═════ DATA FOR THIS TASK ═════

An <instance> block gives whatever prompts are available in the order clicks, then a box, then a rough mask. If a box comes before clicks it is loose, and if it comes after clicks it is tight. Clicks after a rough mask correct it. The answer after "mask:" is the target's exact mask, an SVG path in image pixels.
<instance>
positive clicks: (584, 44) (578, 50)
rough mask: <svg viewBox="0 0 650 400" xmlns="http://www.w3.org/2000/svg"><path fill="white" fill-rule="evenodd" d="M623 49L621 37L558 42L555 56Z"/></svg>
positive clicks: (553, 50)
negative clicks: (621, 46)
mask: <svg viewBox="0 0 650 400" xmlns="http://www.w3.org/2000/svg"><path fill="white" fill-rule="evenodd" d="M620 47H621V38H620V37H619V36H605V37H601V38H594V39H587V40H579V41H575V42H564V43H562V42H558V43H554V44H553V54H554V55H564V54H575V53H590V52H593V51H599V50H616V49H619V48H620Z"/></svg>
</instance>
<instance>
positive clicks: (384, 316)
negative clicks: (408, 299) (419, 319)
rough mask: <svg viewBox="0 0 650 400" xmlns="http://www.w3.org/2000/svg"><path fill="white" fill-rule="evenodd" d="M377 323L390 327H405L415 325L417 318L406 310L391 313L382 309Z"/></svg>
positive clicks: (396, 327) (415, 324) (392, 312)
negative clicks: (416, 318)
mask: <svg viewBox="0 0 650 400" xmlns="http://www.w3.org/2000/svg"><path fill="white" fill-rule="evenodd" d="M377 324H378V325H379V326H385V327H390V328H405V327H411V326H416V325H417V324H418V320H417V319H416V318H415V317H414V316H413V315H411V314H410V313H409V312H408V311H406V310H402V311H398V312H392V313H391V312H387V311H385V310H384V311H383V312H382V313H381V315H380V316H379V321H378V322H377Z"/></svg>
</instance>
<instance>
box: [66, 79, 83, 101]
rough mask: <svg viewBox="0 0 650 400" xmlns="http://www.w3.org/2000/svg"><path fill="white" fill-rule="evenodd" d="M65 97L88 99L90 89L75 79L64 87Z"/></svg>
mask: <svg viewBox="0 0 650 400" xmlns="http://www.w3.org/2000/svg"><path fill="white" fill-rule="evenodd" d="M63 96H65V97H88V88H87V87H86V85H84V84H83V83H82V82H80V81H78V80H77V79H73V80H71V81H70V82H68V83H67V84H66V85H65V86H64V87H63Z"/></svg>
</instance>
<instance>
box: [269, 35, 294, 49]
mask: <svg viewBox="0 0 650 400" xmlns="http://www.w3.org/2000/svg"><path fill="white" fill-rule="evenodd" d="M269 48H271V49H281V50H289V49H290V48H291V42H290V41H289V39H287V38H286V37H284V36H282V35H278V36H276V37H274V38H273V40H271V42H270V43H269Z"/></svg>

═════

EXERCISE DESCRIPTION: Your response should consist of the full listing, exactly as written.

RESULT OF THIS EXERCISE:
An <instance> block gives whatever prompts are available in the order clicks, then a box, then a rough mask. If a box comes before clicks it is loose, and if it comes after clicks it is tight. Clicks after a rough mask correct it. The answer after "mask:" is the target's exact mask, an SVG path in image pixels.
<instance>
positive clicks: (584, 44) (578, 50)
rough mask: <svg viewBox="0 0 650 400" xmlns="http://www.w3.org/2000/svg"><path fill="white" fill-rule="evenodd" d="M623 49L621 37L558 42L555 56Z"/></svg>
positive clicks: (553, 50)
negative clicks: (621, 46)
mask: <svg viewBox="0 0 650 400" xmlns="http://www.w3.org/2000/svg"><path fill="white" fill-rule="evenodd" d="M620 47H621V38H620V37H619V36H605V37H601V38H594V39H587V40H579V41H575V42H564V43H562V42H558V43H554V44H553V54H554V55H564V54H575V53H590V52H593V51H599V50H616V49H619V48H620Z"/></svg>
</instance>
<instance>
positive clicks: (384, 316)
negative clicks: (408, 299) (419, 319)
rough mask: <svg viewBox="0 0 650 400" xmlns="http://www.w3.org/2000/svg"><path fill="white" fill-rule="evenodd" d="M377 323L390 327H405L415 325L417 318L406 310L391 313L382 309Z"/></svg>
positive clicks: (396, 327) (415, 324) (392, 312)
negative clicks: (416, 318)
mask: <svg viewBox="0 0 650 400" xmlns="http://www.w3.org/2000/svg"><path fill="white" fill-rule="evenodd" d="M377 324H378V325H379V326H385V327H390V328H405V327H411V326H416V325H417V324H418V320H417V319H416V318H415V317H414V316H413V315H411V314H410V313H409V312H408V311H406V310H402V311H398V312H392V313H391V312H387V311H385V310H384V311H383V312H382V313H381V315H380V316H379V321H378V322H377Z"/></svg>
</instance>
<instance>
box: [66, 79, 83, 101]
rough mask: <svg viewBox="0 0 650 400" xmlns="http://www.w3.org/2000/svg"><path fill="white" fill-rule="evenodd" d="M65 97L88 99L90 89L75 79L64 87Z"/></svg>
mask: <svg viewBox="0 0 650 400" xmlns="http://www.w3.org/2000/svg"><path fill="white" fill-rule="evenodd" d="M63 96H65V97H88V88H87V87H86V85H84V84H83V83H82V82H80V81H78V80H77V79H73V80H71V81H70V82H68V83H67V84H66V85H65V86H64V87H63Z"/></svg>
</instance>
<instance>
box: [269, 35, 294, 49]
mask: <svg viewBox="0 0 650 400" xmlns="http://www.w3.org/2000/svg"><path fill="white" fill-rule="evenodd" d="M269 48H271V49H281V50H289V49H290V48H291V42H290V41H289V39H287V38H286V37H284V36H282V35H278V36H276V37H274V38H273V40H271V42H270V43H269Z"/></svg>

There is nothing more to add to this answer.